**PROBLEM:** Rewrite the lines below as a numbered list, omitting any blank lines.

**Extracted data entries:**
>> start
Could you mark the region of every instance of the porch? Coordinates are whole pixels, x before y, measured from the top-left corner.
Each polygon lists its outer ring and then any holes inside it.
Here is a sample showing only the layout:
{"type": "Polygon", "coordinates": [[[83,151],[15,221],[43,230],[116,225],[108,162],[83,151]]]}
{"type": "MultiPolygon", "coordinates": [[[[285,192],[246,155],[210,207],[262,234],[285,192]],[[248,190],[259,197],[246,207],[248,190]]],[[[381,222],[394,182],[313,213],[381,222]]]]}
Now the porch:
>> end
**SOLVED PROBLEM:**
1. Could you mark the region of every instance of the porch? Coordinates are whole pixels, x before y, measured from the top-left corner.
2. Each polygon lists its outer ring and then any holes inside it.
3. Here is a sample showing only the layout:
4. {"type": "Polygon", "coordinates": [[[83,151],[15,221],[43,230],[116,225],[108,162],[83,151]]]}
5. {"type": "MultiPolygon", "coordinates": [[[[285,192],[246,155],[210,207],[262,234],[285,192]],[[248,190],[259,197],[246,207],[248,190]]],[[[381,222],[394,182],[313,213],[381,222]]]]}
6. Now the porch:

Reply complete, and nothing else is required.